- **Task instructions**
Search the records below for the word "movement". Copy each line where it occurs.

- **Task data**
------------------------------------------------------------------------
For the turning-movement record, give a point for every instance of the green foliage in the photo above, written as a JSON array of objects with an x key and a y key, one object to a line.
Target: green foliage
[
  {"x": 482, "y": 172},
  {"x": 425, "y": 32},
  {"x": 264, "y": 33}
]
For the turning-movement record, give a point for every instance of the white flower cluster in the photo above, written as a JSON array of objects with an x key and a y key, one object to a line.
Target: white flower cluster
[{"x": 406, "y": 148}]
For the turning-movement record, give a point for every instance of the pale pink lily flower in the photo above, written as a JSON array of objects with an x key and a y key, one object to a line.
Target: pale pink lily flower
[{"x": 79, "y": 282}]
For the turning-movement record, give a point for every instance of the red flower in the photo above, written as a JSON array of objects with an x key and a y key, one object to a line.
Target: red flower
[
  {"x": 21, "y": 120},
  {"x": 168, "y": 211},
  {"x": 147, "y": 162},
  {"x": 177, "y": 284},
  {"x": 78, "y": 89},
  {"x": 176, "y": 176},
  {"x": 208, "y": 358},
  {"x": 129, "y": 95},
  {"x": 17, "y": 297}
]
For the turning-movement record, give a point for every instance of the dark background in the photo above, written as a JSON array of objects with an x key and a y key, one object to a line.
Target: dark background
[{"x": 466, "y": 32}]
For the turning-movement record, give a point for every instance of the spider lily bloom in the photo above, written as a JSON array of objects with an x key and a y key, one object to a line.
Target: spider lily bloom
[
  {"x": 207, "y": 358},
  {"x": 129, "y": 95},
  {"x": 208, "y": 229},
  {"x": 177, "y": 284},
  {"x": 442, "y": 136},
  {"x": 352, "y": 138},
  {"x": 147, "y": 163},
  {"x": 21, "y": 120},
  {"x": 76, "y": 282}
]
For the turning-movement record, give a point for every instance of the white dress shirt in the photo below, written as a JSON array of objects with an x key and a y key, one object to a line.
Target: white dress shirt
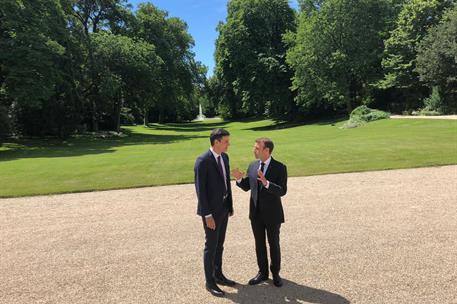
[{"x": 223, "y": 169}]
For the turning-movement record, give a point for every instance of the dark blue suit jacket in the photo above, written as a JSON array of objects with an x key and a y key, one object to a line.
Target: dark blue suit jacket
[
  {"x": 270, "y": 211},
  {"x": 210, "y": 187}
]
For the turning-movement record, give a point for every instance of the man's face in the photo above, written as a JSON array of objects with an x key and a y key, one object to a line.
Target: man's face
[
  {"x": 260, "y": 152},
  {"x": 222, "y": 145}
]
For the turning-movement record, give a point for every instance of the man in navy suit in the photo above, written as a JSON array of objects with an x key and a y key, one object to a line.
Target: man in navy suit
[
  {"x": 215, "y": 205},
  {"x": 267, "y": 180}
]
------------------------------------------------------------------------
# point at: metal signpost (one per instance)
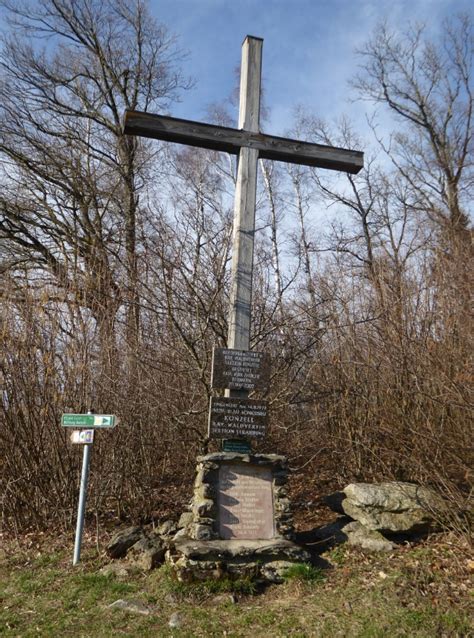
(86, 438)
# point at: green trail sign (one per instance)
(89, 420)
------------------------------------------------------------------------
- **Exercise response**
For the turning-movement record, give a point for every instance of the green foliage in the photo above, written as a JSON array of objects with an x key and a y key, one object to a line.
For the turning-movement record, give a point for every instance of the white flower cluster in the photo above, written as a JSON array of objects with an x key and a y key, one object to a line.
For the turning-movement record, give a point for every instance of the pale pink lily flower in the photo above, written as a JSON array of objects with an x key and a y key, one object to a line.
For the turning-movement record, give a point for every instance of the red flower in the photo above, written as a JSON array of objects with an x key and a y key, one object to a line.
For the turning-movement record, give a point for every instance of the dark background in the photo above, written as a JSON array of objects with an x key and a y key, one object to a line.
For the turning-movement record, give a point for every instance of the spider lily bloom in the photo above, written as a JSON array of objects with an x key and a y key, one object to a line.
For the turning-movement record, give a point for every instance of the white dress shirt in the photo below, written as a JSON array of objects with an x key and a y key, one object to a line.
For the turning-movement record, give a point for every instance of the dark blue suit jacket in the photo above, written as a JSON array of objects with an x key and a y key, one object to a line.
For the turning-movement record, give a point for every instance of the man's face in the photo above, written as a JSON array of objects with an x key and a y key, one object to a line.
For the turning-movement record, give a point for every instance of the man in navy suit in the photo above, written as a JSON array of objects with an x key and a y key, one object to a line.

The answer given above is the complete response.